■ The problem:
Using the figure caption, decide whether each of the following statements agrees with it, answering yes or no and quoting the caption's deciding words. 1. Mitochondrial matrices were labeled using a leader sequence fused to CFP. 2. The scale bar represents 10 µm. 3. RNAi against drp-1 rescued the brood size of the eat-3(tm1107) deletion allele.

■ Excerpt to read:

- Opening Delimiter -

Skip to main content
. 2008 Feb 29;4(2):e1000022. doi: 10.1371/journal.pgen.1000022

Figure 6. Suppression of eat-3(ad426) Phenotypes.

Figure 6

(A) Mitochondria in a wildtype (N2) muscle cell with their normal tubular morphology. (B) Fragmented mitochondria in a muscle cells of the eat-3(ad426) mutant. (C) Mitochondria with highly connected outer membranes (green) but not connected matrix compartments (red) in a muscle cell of the eat-3(ad426); drp-1(cq5) double mutant. (D) Similarly connected mitochondrial outer membranes in a muscle cell of the drp-1(cq5) mutant after removal of the eat-3(ad426) mutation by backcrossing. The mitochondria in muscle cells were detected with the transmembrane segment of C. elegans Tom70 fused to YFP (shown in green) and the matrices are labeled with a mitochondrial leader sequence fused to CFP (red). Nuclei are marked with n. The bar indicates 5 µm. (E) Histograms showing rescue of the eat-3(ad426) broodsize defect by drp-1 and fzo-1 RNAi, but not rescue of the eat-3(tm1107) deletion allele by drp-1 or fzo-1 RNAi. Wildtype (N2) and mutant animals were grown on bacteria with the feeding RNAi plasmid pILL4440 without insert, with fzo-1 cDNA or with drp-1 cDNA. The bars on the right show that the brood size of the eat-3(ad426) mutant is also rescued by a chromosomal drp-1 mutation (drp-1(cq5)). This rescue depends on residual eat-3 function in the ad426 allele, because it is eliminated by eat-3 RNAi. The brood sizes were defined as the numbers of viable larvae that developed to the L4 stage. Error bars indicate SE. An unpaired Student's t test was used for statistical analysis. The single asterisk indicates P<0.0001 and the double asterisk indicates P<0.01 (n = 24 for eat-3(ad426) alone, n = 14 for the same with fzo-1 RNAi and n = 7 for drp-1 RNAi).

- Closing Delimiter -

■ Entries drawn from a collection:
- Opening Delimiter -

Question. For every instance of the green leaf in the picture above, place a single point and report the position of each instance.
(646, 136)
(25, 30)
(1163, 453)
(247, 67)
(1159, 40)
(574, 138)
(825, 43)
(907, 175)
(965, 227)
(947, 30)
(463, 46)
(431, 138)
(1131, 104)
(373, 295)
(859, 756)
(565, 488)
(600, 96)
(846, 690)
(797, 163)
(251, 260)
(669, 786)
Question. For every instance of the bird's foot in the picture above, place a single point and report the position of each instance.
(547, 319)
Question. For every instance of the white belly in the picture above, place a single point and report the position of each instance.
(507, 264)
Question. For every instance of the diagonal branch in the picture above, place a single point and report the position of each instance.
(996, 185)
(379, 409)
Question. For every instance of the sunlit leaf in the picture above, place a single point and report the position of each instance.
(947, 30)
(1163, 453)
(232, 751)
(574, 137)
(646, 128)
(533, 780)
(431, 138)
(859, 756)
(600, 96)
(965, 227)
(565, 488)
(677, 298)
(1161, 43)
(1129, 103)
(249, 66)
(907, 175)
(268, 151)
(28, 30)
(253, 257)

- Closing Delimiter -

■ Your solution:
1. Yes: "the matrices are labeled with a mitochondrial leader sequence fused to CFP (red)"
2. No: "The bar indicates 5 µm."
3. No: "but not rescue of the eat-3(tm1107) deletion allele by drp-1 or fzo-1 RNAi"